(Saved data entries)
-.-.-

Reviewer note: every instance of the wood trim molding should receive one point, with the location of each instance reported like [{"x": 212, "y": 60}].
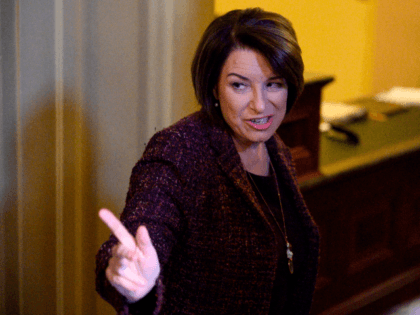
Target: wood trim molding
[
  {"x": 160, "y": 65},
  {"x": 59, "y": 154}
]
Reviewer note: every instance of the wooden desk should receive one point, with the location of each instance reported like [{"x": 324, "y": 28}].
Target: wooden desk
[{"x": 367, "y": 205}]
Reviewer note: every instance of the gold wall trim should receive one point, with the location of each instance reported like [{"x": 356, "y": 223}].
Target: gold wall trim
[
  {"x": 59, "y": 157},
  {"x": 19, "y": 158}
]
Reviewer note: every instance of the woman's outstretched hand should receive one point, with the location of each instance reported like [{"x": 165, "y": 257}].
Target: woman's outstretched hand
[{"x": 134, "y": 265}]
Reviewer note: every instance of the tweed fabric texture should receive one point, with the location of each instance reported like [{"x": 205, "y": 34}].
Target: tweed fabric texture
[{"x": 215, "y": 246}]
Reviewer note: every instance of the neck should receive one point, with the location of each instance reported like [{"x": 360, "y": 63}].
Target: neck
[{"x": 254, "y": 157}]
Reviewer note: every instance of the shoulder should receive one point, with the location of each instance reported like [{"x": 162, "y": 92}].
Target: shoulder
[{"x": 180, "y": 142}]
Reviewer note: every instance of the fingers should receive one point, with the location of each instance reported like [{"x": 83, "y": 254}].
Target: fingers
[
  {"x": 118, "y": 229},
  {"x": 143, "y": 238}
]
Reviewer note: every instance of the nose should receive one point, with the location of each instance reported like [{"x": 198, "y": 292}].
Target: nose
[{"x": 258, "y": 100}]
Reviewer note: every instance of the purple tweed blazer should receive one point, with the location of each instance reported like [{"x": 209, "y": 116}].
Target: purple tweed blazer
[{"x": 216, "y": 249}]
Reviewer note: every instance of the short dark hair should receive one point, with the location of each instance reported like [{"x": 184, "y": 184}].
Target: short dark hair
[{"x": 268, "y": 33}]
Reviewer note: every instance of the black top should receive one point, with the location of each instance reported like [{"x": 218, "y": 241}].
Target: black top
[{"x": 284, "y": 280}]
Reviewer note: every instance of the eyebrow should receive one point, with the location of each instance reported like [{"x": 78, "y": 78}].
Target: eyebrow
[{"x": 246, "y": 79}]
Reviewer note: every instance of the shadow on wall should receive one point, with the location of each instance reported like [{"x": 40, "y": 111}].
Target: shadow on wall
[{"x": 42, "y": 252}]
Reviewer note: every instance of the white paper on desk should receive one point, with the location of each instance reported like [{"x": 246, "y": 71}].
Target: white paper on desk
[
  {"x": 341, "y": 112},
  {"x": 404, "y": 96}
]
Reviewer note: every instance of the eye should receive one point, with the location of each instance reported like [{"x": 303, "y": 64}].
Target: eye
[
  {"x": 239, "y": 86},
  {"x": 276, "y": 85}
]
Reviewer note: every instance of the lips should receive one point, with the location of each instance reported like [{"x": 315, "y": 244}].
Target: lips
[{"x": 261, "y": 123}]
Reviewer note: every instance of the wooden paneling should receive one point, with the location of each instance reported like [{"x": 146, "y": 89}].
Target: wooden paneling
[{"x": 369, "y": 223}]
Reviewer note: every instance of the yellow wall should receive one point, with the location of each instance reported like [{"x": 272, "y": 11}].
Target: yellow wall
[
  {"x": 397, "y": 44},
  {"x": 335, "y": 37},
  {"x": 367, "y": 45}
]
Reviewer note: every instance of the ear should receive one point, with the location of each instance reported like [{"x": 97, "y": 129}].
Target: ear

-.-.-

## Task objective
All of the records above must be copied exactly, except for the pictures.

## Final answer
Reviewer note: every instance of the wood trim molding should receive one point, with the location of each instance reported like [{"x": 212, "y": 60}].
Target: wood trim molding
[
  {"x": 160, "y": 65},
  {"x": 59, "y": 154}
]
Reviewer note: every instance of the wooden desk should receive one point, with the location of each instance reported like [{"x": 324, "y": 28}].
Target: wooden desk
[{"x": 367, "y": 205}]
Reviewer note: every instance of the gold wall trim should receive one point, with the location of each instance reported like [{"x": 356, "y": 223}].
Target: gold wall trim
[
  {"x": 59, "y": 157},
  {"x": 19, "y": 158}
]
Reviewer note: every instance of the woman's outstretched hand should receive one point, with the location of each instance reported like [{"x": 165, "y": 257}].
Target: woman's outstretched hand
[{"x": 134, "y": 265}]
Reviewer note: every instance of the tweed fabric texture should receive one point, with the location of each instance reported like [{"x": 205, "y": 34}].
Target: tweed fabric texture
[{"x": 215, "y": 246}]
Reviewer note: every instance of the neck should receive one point, with the location of each instance reported like [{"x": 360, "y": 63}].
Target: neck
[{"x": 254, "y": 157}]
Reviewer note: every instance of the shoulder should receive one point, with the location of each instance reported like [{"x": 162, "y": 92}].
Target: shoulder
[{"x": 180, "y": 142}]
Reviewer note: every instance of the fingers should receive one point, with the location of each instance reported like [{"x": 83, "y": 254}].
Target: fingers
[
  {"x": 118, "y": 229},
  {"x": 143, "y": 238}
]
Reviewer note: every instance of the nose should receive one point, with the location of each instance reported like [{"x": 198, "y": 292}].
Target: nose
[{"x": 258, "y": 100}]
Reviewer note: every instance of the purple tweed blazer should receive one point, with the location of each instance reported like [{"x": 209, "y": 116}].
Target: purple tweed blazer
[{"x": 216, "y": 249}]
Reviewer note: every instance of the short dark hair should receive one point, with the location of each instance reported like [{"x": 184, "y": 184}].
Target: short dark hair
[{"x": 268, "y": 33}]
Reviewer note: every instance of the black top should receive one point, with the location of each instance reported like [{"x": 218, "y": 241}].
Target: black top
[{"x": 284, "y": 280}]
Reviewer note: every instance of the eyebrow should receive one point, with the location of each instance reported like [{"x": 78, "y": 78}].
Target: eyebrow
[{"x": 246, "y": 79}]
Reviewer note: every instance of the shadow on wall should receive one point, with the location of each instance reported like [{"x": 40, "y": 111}].
Target: shadow on wall
[{"x": 42, "y": 252}]
Reviewer note: every instance of the white paper on desk should receive one point, with the location of each instance reported like [{"x": 246, "y": 71}].
Target: white paper on desk
[
  {"x": 341, "y": 112},
  {"x": 404, "y": 96}
]
Reviewer note: every instance of the eye should receive one point, with the location of each instance reported like [{"x": 303, "y": 64}].
Target: eye
[
  {"x": 239, "y": 86},
  {"x": 276, "y": 85}
]
Reviewer note: every instance of the lips should receive one point, with the location of each instance reported like [{"x": 315, "y": 244}].
Target: lips
[{"x": 261, "y": 123}]
Reviewer note: every instance of the wooden paneling should receive one point, with the location of each instance reported like [{"x": 146, "y": 89}].
Target: wooden paneling
[{"x": 369, "y": 223}]
Reviewer note: every instance of the yellow wall should receive one point, with the location of each instance reported like [{"x": 272, "y": 11}].
Target: yellow wall
[
  {"x": 397, "y": 44},
  {"x": 335, "y": 37},
  {"x": 367, "y": 45}
]
Reviewer note: every instance of the ear should receive one point, with the location of each instance reported like [{"x": 97, "y": 129}].
Target: ear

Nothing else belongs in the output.